= EXERCISE =
Drop every picture, then transcribe the remaining data exactly.

------ EXTRACTED DATA

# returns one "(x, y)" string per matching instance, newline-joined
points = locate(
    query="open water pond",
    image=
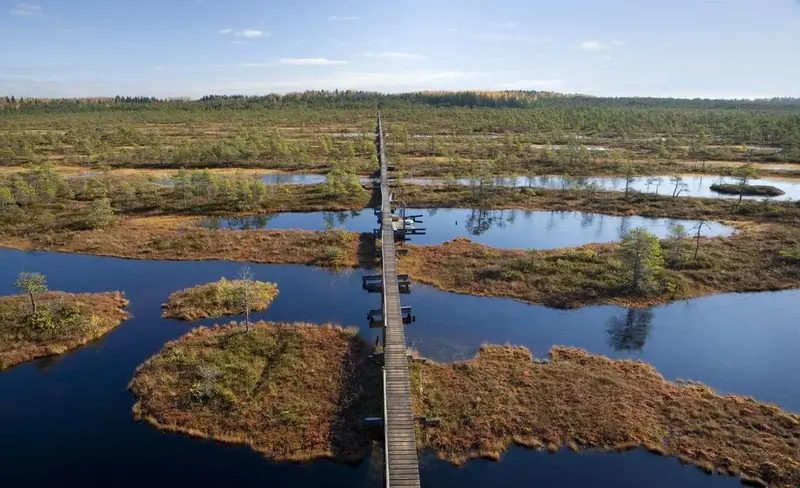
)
(496, 228)
(73, 412)
(696, 185)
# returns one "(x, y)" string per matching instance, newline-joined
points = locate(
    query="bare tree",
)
(680, 186)
(31, 283)
(699, 228)
(743, 175)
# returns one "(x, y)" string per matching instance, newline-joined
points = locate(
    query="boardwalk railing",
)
(402, 462)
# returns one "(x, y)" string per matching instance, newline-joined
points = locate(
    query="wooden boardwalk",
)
(402, 463)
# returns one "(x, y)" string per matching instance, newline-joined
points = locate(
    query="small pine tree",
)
(640, 253)
(31, 283)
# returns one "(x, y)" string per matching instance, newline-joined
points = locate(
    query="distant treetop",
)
(364, 99)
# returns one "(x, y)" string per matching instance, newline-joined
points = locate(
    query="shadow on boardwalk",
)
(361, 396)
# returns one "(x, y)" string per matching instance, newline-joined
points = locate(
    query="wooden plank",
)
(402, 461)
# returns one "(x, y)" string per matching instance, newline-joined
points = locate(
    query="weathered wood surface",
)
(402, 463)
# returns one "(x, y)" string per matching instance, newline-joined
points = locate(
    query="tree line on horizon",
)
(365, 99)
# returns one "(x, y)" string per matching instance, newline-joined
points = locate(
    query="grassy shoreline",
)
(748, 261)
(218, 299)
(285, 390)
(265, 389)
(86, 317)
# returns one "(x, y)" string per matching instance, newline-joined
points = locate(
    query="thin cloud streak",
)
(311, 62)
(506, 37)
(248, 33)
(26, 10)
(394, 55)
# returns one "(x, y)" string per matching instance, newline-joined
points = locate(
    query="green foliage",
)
(42, 320)
(343, 185)
(100, 215)
(677, 245)
(6, 198)
(641, 257)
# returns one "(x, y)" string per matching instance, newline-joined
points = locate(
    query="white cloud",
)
(248, 33)
(502, 25)
(408, 80)
(505, 37)
(311, 61)
(26, 10)
(251, 33)
(394, 55)
(595, 45)
(256, 65)
(534, 84)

------------

= COMPLETED EXERCISE =
# returns one "(x, y)" string per matching instance, newline-joined
points = locate(
    query="open water pond",
    image=
)
(496, 228)
(73, 412)
(696, 185)
# returns one "(x, y)" string per matching instance, newline-joined
points = locate(
    query="bare tree",
)
(680, 186)
(31, 283)
(699, 228)
(743, 175)
# returns one "(x, y)" string per matching instance, newline-joined
points = locate(
    query="boardwalk railing",
)
(402, 462)
# returns one "(x, y)" string per matching instance, newline-joined
points = locate(
    query="wooden boardwalk",
)
(402, 463)
# returns one "(x, y)" string per matching instance, newline-joined
points = locate(
    query="small pine tree",
)
(640, 253)
(31, 283)
# returns one "(x, y)" string per matching instance, newline-joined
points = locate(
    query="distant treetop",
)
(364, 99)
# returns one "(x, y)" string per matching instance, newline-joined
points = locate(
    query="shadow on boardwalk",
)
(361, 396)
# returns one "(x, y)" string per matching instance, newline-joined
points = locate(
    query="wooden plank",
)
(402, 461)
# returns one "(x, y)" string per matching instance, newline-joined
points = locate(
    query="weathered wood surface",
)
(402, 463)
# returns one "(x, y)" string per matching instance, newline-joined
points = locate(
    query="tree line on horizon",
)
(365, 99)
# returns one "(x, y)" string per matching instance, newline-joined
points = locate(
    query="grassy shoreline",
)
(748, 261)
(218, 299)
(285, 390)
(265, 389)
(86, 317)
# returns one "(x, y)" string per matching instance, newline-joined
points = locate(
    query="thin cloud streak",
)
(311, 62)
(506, 37)
(248, 33)
(26, 10)
(394, 55)
# returns one "(x, y)" string per matching instance, newline-joined
points = locate(
    query="green foliage",
)
(42, 320)
(343, 185)
(100, 215)
(677, 245)
(6, 198)
(641, 257)
# returns one "(x, y)" string per matching instance, newline-joined
points = locate(
    query="white cloud",
)
(248, 33)
(502, 25)
(408, 80)
(505, 37)
(311, 61)
(26, 10)
(251, 33)
(394, 55)
(595, 45)
(256, 65)
(534, 84)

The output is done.